### [Exercise aim]
Recast the data as a JSON list of strings, one string per line with blank lines omitted, beginning at the first line and running through the line that contains "149L223 149L219 146L218".

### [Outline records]

::::::

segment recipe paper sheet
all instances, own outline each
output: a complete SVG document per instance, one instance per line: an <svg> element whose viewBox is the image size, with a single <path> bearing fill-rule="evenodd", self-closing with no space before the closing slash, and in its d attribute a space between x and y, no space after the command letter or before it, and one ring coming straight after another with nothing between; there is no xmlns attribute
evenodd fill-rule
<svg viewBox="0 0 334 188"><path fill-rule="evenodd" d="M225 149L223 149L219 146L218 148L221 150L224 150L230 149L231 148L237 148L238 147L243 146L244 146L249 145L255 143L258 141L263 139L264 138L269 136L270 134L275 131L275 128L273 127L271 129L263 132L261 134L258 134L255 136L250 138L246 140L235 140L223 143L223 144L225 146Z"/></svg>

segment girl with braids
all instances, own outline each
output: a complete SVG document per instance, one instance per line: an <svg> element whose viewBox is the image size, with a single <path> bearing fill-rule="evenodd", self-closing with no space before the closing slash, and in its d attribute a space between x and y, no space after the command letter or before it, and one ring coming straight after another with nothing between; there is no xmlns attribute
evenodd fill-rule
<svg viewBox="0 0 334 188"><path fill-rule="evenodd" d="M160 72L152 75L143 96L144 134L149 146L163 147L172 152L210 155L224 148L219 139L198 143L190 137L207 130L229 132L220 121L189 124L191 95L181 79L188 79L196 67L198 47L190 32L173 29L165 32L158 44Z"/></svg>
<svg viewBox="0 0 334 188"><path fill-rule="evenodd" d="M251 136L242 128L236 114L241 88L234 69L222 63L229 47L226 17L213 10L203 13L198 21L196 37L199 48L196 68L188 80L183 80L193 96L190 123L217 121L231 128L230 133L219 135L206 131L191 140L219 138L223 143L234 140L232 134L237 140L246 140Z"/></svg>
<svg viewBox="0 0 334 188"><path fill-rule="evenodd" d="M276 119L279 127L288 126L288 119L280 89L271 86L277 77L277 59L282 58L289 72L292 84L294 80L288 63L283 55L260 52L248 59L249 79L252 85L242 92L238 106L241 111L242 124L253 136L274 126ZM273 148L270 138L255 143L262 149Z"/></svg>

::::::

### [Exercise solution]
[
  "segment recipe paper sheet",
  "all instances, own outline each",
  "output: a complete SVG document per instance, one instance per line: an <svg> element whose viewBox is the image size, with a single <path> bearing fill-rule=\"evenodd\", self-closing with no space before the closing slash, and in its d attribute a space between x and y, no space after the command letter or before it, and one ring coming straight after another with nothing between; there is no xmlns attribute",
  "evenodd fill-rule",
  "<svg viewBox=\"0 0 334 188\"><path fill-rule=\"evenodd\" d=\"M225 149L223 149L219 146L218 148L221 150L224 150L230 149L231 148L237 148L238 147L243 146L244 146L249 145L255 143L258 141L263 139L264 138L269 136L270 134L275 131L275 128L273 127L271 129L263 132L261 134L258 134L255 136L250 138L246 140L235 140L223 143L223 144L225 146Z\"/></svg>"
]